• [QUOTED TEXT]
===============
When your kids are asked to be part of a wedding party, it might set off a chain of emotions similar to the stages of grief, but in reverse order:
1. Acceptance! This is often gleeful and given without much forethought. Will your kids be in my wedding in this remote and almost impossible to reach town on the same day as their dance recital and preschool graduation? Accept! Will you buy them outfits that they will claim are itchy/torturing them and that cost as much as the down payment on your condo? Accept! Will you make sure that the flower girl's shoes are dyed fuchsia to match the whimsical streak in the mother of the groom's hair? ACCEPT!!
2. Depression. When you actually think about what you just accepted.
3. Bargaining. This takes two forms. First, you bargain with your child. If you will wear this outfit and walk fifty feet AND smile once or twice without looking like a bobcat bearing his teeth, we will let you drink as many full sodas as you want at the reception and buy you a new transformer AND a Corvette. Second, you rationalize your decisions with yourself. Sure, they'll wear these clothes again! Doesn't she have a First Communion next year? Or a Bar Mitzvah? Or a quinceañera. Or something??
===============
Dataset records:

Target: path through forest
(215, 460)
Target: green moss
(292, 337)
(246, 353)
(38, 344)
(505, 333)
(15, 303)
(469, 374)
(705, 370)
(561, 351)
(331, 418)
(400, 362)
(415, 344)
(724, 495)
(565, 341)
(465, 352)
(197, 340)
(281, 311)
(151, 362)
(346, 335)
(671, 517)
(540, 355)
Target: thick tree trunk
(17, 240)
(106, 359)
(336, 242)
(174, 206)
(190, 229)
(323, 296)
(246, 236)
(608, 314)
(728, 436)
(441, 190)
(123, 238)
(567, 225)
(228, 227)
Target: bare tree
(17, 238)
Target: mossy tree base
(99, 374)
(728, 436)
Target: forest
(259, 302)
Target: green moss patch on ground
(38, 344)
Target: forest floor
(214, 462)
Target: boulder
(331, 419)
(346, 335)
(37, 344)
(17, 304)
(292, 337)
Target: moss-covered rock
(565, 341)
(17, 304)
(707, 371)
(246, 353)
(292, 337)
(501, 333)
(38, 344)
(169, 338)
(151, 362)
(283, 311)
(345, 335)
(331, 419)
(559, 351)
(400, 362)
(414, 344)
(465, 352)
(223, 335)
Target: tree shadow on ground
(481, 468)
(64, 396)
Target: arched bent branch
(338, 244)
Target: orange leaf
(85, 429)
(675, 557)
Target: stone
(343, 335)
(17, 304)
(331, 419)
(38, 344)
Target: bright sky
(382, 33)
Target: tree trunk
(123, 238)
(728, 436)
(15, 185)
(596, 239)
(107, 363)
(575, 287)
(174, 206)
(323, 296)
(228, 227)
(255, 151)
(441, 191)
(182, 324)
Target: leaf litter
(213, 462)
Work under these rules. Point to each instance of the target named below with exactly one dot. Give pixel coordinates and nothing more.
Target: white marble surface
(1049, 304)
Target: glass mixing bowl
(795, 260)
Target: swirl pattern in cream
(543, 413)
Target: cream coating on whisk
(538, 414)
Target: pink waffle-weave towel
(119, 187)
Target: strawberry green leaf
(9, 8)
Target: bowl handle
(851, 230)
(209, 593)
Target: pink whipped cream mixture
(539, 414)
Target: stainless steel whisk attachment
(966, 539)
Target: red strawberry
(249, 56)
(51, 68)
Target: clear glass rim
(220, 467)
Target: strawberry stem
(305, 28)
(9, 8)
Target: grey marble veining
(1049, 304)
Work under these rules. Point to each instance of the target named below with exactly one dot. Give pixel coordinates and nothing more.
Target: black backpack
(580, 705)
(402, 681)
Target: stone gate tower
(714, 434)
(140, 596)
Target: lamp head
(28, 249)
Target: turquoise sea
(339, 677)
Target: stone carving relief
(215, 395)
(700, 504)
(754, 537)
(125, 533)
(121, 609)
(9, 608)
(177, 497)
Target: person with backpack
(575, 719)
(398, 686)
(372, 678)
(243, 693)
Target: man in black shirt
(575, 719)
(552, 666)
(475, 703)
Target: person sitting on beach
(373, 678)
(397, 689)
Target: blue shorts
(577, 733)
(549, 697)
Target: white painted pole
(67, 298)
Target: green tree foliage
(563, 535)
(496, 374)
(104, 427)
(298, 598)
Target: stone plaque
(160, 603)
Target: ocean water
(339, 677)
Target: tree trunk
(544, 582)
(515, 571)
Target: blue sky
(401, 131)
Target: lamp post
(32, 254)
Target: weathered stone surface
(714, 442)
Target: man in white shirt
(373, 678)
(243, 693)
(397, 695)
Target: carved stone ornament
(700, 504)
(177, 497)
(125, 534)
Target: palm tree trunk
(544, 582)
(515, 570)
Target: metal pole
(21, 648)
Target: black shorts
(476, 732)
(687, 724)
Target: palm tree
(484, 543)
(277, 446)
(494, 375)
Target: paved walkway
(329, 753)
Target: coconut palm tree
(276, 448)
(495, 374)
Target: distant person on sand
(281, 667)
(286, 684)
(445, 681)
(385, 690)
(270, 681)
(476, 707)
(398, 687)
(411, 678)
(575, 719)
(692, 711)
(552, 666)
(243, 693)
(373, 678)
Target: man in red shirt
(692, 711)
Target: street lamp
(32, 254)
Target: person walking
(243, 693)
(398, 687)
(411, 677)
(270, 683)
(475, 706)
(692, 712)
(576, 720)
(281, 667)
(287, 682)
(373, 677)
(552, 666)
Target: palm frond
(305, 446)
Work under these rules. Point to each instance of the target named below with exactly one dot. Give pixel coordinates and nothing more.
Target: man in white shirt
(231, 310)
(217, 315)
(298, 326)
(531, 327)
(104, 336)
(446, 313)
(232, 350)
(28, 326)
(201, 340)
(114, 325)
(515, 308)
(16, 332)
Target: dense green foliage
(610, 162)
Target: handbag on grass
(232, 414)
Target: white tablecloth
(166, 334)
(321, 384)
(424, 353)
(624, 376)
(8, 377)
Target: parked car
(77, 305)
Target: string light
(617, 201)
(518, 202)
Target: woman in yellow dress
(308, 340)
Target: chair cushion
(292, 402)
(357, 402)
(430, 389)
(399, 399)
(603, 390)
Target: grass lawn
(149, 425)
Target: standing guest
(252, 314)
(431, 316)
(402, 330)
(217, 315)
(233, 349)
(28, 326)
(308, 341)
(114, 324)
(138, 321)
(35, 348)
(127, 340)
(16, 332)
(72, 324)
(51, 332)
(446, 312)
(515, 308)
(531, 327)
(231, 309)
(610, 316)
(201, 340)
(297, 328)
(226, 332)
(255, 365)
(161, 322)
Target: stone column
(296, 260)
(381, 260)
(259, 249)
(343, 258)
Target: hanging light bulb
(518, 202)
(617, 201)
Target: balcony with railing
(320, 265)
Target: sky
===============
• [REQUEST 1] Name each numbered stage in the piece about kids in a wedding party, in the order it gives them.
• [REQUEST 2] Continue the piece about kids in a wedding party, picking up after its final sentence.

• [EXERCISE OUTPUT 1]
1. Acceptance
2. Depression
3. Bargaining

• [EXERCISE OUTPUT 2]
4. Anger. Hopefully this stays under control. Or can at least be directed at the half of the wedding couple that you aren't actually related to and won't have to see that often. But forgive yourself if you have some left over and it falls on your own loved ones. #NormalizeLadyRage
5. Denial. This typically happens the month after the wedding when your credit card bill arrives.
How do I know all this? Because B has been a flower girl 5 times, Little Guy has been in 3 weddings, and we just spent the last two weekends with both of them in the wedding party, back-to-back.
And you know what else?
IT WAS AWESOME!!!!
Re-horsing around
Getting ready with the bride, my beautiful new sister!
50% of the people in this photo are very excited about the outfit they are wearing
Dance Face: Ready
Dance Face: Go!!!
Little Guy danced himself silly at both weddings. There were splits.
We stayed on Smith Mountain Lake between the weddings. Hit the reset button and RELAXED.
"Mom," she said. "Take a picture of me coming down the stairs and pretend it's my wedding day." Evidence that all the attention is definitely not going to her head. Not at all.
Wedding #2 was at our Alma Mater! Pretty gorgeous backdrop for anything!
Disturbing proof that flowers do not a flower girl maketh.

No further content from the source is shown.